Tarefas do exercício
A. Liste os críticos dos "Cahiers" dos anos 50 que depois se tornaram cineastas, conforme o texto sobre a nouvelle vague.
B. Segundo o texto sobre a nouvelle vague, em que data "Os Incompreendidos" foi apresentado no festival de Cannes?

Trecho da página
A efeméride oficial seria neste ano: foi em 4 de maio de 1959 que a apresentação no festival de Cannes de "Os Incompreendidos", de François Truffaut, marcou o nascimento público da nouvelle vague (data fixada e aceita, entre outros, por Antoine de Baecque, atual editor dos "Cahiers du Cinéma"). Mas desde o final de 1997 se vêm comemorando, na França, os 40 anos do mais importante movimento da história do cinema francês. No campo das publicações, pode-se dizer que pela primeira vez o leitor tem acesso a estudos sérios, alguns mesmo se pretendendo exaustivos, dedicados exclusivamente ao movimento.
O primeiro deles foi o pequeno volume de Michel Marie, da coleção da Nathan "128" (isto é, com 128 páginas), "La Nouvelle Vague - Une École Artistique", publicado em 1997, que esquematiza, delimita e define com precisão um período de abrangência nem sempre clara.
No final de 1998, foi a vez de "La Nouvelle Vague - Portrait d'une Jeunesse", de Antoine de Baecque, e "Nouvelle Vague", de Jean Douchet, sobre os quais me deterei a seguir. Lançado no início deste ano, ainda, o livro "La Nouvelle Vague Vue par les Cahiers du Cinéma", coleção de entrevistas/manifestos dos críticos dos "Cahiers" dos anos 50 que depois se tornaram cineastas: Jean-Luc Godard, Claude Chabrol, François Truffaut, Éric Rohmer e Jacques Rivette. Cabe lembrar por fim o número "hors-série" dos "Cahiers du Cinéma", compondo um dossiê atualizado sobre a nouvelle vague.

[Entradas do conjunto de dados]
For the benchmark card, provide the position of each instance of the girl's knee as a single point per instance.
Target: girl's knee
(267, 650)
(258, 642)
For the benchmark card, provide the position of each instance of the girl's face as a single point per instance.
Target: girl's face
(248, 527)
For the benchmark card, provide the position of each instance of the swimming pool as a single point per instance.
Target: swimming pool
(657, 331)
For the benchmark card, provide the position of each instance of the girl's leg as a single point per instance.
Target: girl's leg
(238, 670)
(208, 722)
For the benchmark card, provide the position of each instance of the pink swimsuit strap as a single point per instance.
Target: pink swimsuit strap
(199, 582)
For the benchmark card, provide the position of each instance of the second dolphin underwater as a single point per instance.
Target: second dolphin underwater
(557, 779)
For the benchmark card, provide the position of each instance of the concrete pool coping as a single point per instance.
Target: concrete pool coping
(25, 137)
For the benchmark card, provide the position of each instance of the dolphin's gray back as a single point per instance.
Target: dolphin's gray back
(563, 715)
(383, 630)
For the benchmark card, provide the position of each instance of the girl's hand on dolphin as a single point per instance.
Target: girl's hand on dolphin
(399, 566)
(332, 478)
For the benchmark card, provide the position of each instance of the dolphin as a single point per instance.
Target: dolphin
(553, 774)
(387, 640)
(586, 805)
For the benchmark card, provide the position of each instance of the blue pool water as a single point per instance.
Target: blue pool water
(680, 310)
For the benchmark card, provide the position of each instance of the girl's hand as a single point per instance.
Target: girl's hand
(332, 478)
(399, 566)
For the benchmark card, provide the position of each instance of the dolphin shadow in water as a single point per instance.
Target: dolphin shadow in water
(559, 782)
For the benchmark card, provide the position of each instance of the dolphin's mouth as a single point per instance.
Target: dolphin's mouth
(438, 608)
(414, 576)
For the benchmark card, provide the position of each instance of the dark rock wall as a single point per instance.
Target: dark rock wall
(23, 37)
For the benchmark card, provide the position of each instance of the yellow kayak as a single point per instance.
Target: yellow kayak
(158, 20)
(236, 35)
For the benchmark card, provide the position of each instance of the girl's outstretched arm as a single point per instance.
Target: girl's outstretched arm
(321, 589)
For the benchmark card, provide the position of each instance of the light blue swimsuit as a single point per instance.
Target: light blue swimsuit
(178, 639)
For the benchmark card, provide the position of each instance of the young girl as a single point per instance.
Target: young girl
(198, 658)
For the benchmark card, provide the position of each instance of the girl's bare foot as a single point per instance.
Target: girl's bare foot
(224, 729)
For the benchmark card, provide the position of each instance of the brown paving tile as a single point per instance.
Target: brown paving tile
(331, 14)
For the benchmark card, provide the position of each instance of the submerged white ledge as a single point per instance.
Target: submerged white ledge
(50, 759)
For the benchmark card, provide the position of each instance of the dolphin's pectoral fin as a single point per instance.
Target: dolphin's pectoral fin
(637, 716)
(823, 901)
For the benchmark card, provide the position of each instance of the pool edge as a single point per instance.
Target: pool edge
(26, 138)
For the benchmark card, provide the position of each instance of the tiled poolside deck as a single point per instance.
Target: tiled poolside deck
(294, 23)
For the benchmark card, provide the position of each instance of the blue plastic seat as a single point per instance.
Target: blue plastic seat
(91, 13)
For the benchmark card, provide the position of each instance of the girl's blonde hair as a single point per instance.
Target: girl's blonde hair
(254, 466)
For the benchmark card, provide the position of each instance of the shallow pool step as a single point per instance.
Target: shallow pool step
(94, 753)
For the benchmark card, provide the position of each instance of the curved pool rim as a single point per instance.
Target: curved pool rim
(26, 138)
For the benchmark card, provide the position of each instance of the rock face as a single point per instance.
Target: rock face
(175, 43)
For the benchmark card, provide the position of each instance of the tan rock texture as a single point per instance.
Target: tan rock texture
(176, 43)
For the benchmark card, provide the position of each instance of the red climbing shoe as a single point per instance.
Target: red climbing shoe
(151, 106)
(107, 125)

* * *

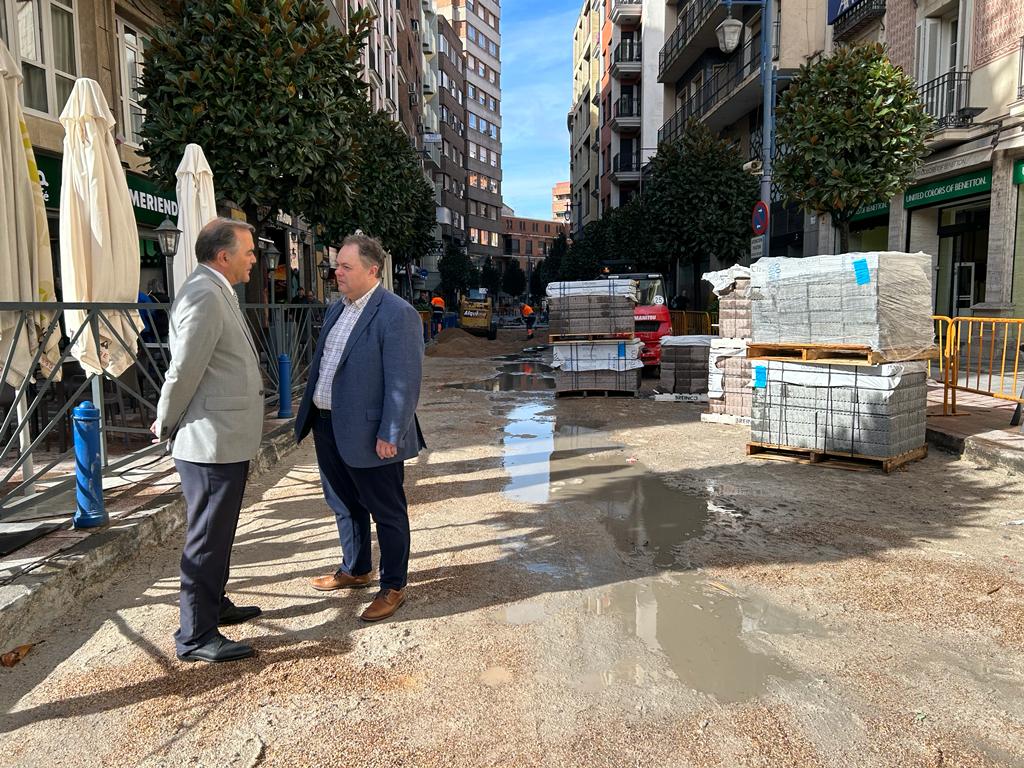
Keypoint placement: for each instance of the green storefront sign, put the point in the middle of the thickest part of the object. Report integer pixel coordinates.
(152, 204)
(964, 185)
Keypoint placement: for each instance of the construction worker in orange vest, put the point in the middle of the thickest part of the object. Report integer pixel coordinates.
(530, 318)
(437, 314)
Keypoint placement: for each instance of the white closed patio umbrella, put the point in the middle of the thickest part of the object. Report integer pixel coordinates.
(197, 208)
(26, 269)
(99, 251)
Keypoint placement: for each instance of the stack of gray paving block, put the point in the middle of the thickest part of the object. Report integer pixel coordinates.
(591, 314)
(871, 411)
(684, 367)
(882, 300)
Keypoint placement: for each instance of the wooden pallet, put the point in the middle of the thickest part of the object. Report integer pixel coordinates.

Respostas dos exercícios
A. Jean-Luc Godard, Claude Chabrol, François Truffaut, Éric Rohmer e Jacques Rivette.

B. Em 4 de maio de 1959.